Pick out every line of the entries below where "number" occurs, and copy those lines.

━━ Stored data ━━

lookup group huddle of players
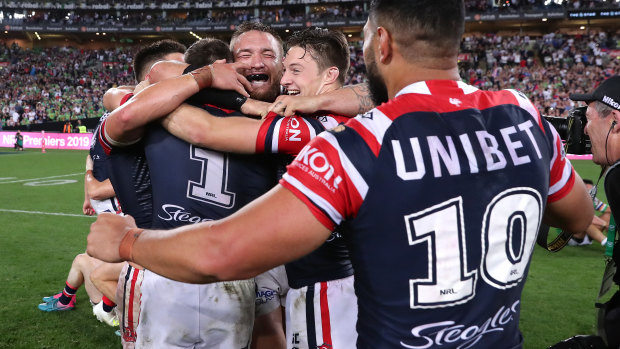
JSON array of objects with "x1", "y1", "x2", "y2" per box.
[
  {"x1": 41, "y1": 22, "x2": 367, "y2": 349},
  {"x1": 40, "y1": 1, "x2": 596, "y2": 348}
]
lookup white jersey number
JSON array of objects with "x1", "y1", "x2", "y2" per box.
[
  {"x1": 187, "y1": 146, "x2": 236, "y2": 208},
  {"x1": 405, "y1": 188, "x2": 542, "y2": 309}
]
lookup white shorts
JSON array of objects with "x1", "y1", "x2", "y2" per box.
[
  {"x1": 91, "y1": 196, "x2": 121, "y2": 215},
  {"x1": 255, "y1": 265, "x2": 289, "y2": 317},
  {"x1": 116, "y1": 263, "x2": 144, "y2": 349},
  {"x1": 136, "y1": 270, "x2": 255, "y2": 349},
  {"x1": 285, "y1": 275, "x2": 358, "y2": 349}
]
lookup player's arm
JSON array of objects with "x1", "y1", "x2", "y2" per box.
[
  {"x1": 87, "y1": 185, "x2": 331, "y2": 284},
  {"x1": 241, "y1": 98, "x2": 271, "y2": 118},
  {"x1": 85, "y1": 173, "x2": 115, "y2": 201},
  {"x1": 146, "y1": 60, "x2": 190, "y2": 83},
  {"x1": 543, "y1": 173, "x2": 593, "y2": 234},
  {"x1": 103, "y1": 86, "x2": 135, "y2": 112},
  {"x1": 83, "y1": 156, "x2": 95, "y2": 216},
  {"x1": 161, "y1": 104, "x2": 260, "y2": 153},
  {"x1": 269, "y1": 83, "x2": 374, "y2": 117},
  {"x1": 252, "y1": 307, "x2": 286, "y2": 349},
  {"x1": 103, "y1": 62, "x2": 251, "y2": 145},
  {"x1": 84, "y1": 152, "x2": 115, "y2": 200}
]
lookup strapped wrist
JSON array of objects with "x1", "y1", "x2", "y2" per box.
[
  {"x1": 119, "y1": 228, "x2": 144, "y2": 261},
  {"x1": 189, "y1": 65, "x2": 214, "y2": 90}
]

━━━
━━ Stored data ━━

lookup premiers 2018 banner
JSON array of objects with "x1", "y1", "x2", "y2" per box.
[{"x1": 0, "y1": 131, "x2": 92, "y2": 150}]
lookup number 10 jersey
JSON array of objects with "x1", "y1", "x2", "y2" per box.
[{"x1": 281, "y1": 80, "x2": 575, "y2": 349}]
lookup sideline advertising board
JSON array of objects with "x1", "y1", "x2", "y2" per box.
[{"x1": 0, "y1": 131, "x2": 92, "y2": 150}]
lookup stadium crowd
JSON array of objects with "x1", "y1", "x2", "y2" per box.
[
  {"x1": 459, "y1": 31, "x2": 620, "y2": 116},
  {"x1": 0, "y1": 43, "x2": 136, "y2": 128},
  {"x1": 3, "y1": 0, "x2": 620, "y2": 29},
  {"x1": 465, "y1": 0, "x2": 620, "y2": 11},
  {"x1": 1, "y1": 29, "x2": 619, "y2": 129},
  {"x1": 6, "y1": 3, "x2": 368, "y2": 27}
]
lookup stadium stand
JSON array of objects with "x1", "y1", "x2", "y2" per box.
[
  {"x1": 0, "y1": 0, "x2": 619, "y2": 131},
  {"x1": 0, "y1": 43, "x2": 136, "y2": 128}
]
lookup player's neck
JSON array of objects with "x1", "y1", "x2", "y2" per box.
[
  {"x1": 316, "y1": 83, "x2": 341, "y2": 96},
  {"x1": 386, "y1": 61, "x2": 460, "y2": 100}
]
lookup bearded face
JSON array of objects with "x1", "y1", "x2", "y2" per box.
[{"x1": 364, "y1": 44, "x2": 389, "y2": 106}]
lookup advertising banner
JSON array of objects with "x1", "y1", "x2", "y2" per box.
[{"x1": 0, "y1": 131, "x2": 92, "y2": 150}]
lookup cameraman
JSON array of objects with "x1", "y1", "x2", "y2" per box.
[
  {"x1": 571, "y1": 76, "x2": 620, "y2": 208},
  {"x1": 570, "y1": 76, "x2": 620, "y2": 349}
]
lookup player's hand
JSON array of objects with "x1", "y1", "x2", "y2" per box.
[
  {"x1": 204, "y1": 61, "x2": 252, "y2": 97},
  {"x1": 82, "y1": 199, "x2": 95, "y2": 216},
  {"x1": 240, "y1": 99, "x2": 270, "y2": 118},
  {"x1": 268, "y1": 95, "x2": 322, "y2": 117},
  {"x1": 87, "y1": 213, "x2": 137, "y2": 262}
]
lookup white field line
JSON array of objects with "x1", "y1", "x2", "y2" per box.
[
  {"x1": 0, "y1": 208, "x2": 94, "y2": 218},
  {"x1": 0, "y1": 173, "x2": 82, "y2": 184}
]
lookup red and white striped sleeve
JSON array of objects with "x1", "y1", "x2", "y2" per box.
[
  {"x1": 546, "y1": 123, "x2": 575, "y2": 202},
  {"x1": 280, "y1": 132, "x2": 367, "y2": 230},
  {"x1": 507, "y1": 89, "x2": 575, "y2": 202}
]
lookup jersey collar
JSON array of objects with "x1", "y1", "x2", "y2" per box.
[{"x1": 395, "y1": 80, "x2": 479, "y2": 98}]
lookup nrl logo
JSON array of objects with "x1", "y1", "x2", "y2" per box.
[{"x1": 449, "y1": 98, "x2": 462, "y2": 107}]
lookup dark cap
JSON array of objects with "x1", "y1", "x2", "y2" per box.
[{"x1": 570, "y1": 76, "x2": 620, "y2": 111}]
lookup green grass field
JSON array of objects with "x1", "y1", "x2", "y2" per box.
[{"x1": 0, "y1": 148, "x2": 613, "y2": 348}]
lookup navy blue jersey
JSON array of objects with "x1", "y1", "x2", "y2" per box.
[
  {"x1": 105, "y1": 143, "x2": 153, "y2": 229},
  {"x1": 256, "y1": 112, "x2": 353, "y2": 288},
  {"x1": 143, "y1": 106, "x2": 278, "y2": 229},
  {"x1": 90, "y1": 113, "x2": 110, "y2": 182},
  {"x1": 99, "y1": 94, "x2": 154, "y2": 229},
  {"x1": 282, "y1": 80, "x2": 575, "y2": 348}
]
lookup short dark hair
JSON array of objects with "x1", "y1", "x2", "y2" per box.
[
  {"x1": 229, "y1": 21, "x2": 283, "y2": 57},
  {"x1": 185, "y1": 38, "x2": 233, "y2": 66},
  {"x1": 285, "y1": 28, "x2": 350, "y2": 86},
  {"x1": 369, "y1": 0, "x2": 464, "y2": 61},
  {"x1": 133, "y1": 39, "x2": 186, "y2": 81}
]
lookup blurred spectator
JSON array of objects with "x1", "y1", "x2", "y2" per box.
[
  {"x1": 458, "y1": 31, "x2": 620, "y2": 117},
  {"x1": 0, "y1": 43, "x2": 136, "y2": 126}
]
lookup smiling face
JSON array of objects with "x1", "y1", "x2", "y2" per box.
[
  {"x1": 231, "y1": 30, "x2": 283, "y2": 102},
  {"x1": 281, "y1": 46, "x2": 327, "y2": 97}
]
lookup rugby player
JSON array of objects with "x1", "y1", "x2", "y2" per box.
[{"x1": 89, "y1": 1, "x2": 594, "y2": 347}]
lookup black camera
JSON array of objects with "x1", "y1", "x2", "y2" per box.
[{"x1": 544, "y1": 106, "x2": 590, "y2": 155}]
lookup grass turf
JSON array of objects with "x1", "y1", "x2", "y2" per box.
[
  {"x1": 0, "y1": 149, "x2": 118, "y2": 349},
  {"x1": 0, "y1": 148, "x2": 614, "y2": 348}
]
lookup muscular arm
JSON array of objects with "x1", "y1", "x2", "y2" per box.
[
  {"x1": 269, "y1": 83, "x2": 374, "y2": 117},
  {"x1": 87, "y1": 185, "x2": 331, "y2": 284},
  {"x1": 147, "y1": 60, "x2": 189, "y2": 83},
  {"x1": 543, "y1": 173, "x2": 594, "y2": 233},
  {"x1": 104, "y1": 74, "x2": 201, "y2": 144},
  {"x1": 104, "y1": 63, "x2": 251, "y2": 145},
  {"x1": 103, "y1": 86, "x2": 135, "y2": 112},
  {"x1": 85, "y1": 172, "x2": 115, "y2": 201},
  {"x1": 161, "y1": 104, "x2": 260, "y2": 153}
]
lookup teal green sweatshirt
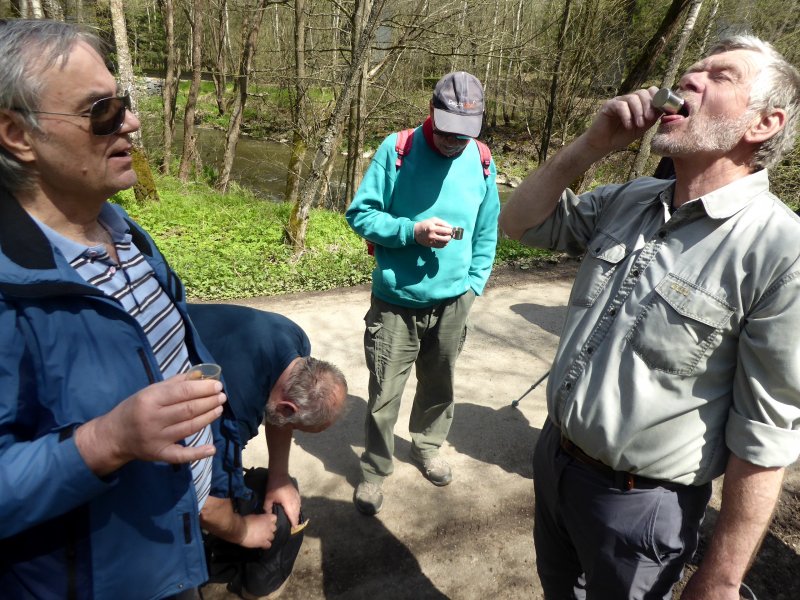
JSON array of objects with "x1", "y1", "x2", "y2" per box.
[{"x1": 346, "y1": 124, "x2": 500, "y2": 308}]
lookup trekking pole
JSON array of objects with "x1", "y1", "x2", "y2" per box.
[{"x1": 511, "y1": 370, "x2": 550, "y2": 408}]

━━━

## [Solution for this problem]
lookup white jersey number
lookup number 10 jersey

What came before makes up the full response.